### Assignment
Using the data beneath, show every line that includes the word "query".

★ ★ ★

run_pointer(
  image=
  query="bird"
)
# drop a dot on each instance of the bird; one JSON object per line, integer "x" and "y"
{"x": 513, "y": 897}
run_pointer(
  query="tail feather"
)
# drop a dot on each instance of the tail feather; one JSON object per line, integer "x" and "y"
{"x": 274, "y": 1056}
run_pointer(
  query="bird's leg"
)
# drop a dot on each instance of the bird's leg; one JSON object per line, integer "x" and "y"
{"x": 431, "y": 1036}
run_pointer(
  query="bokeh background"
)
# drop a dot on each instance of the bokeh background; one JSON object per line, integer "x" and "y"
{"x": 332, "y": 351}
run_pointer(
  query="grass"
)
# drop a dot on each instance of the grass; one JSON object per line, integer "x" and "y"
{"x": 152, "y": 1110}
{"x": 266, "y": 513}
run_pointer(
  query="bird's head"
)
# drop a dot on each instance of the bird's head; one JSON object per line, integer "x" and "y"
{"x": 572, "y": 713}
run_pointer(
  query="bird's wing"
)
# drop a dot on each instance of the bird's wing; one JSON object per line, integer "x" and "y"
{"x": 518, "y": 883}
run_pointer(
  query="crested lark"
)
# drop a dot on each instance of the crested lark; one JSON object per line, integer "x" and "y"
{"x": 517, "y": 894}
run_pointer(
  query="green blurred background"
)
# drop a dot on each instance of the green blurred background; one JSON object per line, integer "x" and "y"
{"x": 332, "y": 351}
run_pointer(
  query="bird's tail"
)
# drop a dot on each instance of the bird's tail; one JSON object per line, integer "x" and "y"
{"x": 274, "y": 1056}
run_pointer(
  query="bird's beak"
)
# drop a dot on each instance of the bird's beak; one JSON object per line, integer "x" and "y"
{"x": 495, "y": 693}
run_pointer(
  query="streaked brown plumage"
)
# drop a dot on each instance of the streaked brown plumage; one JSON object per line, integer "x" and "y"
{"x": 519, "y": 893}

★ ★ ★

### Solution to the exercise
  query="bird"
  query="tail feather"
  query="bird's leg"
  query="bokeh background"
  query="grass"
  query="bird's head"
  query="bird's wing"
  query="crested lark"
  query="green blurred background"
  query="bird's tail"
  query="bird's beak"
  query="streaked brown plumage"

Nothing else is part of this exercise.